--- WHAT IS BEING ASKED ---
Every entry below should be written out exactly, and no image should appear.

Region pointing data:
::::

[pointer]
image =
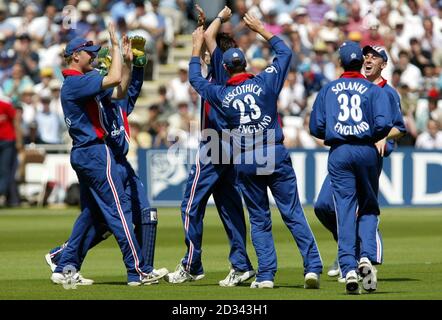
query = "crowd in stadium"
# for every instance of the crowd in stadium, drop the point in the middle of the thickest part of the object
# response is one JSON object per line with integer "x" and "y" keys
{"x": 34, "y": 33}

::::

--- ANSWER BOX ---
[pointer]
image =
query = "crowd in stadium"
# for every instance of the crowd in stadium, drop the point in the middle of the thickest part of the object
# response is one JSON object per line with integer "x" and "y" keys
{"x": 34, "y": 33}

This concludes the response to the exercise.